● **Work task**
Would you return the lines that run from the start of the data below to the line with "Indicate a point on each instance of the tiled", both included, exactly as written and without pictures?

● **Supplied information**
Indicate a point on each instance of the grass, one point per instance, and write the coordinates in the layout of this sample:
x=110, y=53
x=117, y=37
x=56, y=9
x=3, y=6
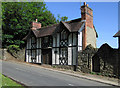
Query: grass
x=5, y=82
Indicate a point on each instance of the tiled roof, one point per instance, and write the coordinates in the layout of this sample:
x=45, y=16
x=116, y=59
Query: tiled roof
x=117, y=34
x=72, y=26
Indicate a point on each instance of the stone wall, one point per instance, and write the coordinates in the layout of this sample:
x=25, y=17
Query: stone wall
x=105, y=61
x=85, y=59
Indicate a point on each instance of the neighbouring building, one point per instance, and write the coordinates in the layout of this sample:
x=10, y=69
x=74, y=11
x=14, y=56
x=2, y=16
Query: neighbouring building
x=118, y=35
x=59, y=44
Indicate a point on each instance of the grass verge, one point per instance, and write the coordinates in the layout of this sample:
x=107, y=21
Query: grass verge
x=6, y=82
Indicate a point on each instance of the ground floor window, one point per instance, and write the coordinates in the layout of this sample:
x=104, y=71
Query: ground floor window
x=63, y=56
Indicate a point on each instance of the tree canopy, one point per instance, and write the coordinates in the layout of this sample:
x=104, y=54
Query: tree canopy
x=16, y=19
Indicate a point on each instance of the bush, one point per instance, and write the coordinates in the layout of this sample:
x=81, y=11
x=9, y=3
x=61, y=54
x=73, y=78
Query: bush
x=13, y=49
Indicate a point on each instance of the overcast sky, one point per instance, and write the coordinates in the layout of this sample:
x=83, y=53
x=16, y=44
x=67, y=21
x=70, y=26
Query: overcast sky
x=105, y=17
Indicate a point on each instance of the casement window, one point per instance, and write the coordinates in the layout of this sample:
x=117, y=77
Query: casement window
x=63, y=35
x=63, y=56
x=45, y=39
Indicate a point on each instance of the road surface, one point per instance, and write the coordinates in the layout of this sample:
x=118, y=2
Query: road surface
x=36, y=76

● **Worked solution**
Indicate a point on each instance of the grass, one point per instance, and write the coordinates in the layout of this sample:
x=110, y=53
x=117, y=37
x=56, y=9
x=3, y=6
Query: grass
x=5, y=82
Indicate a point on each instance of the tiled roof, one point per instance, and write the coordinates in the layout of this sample:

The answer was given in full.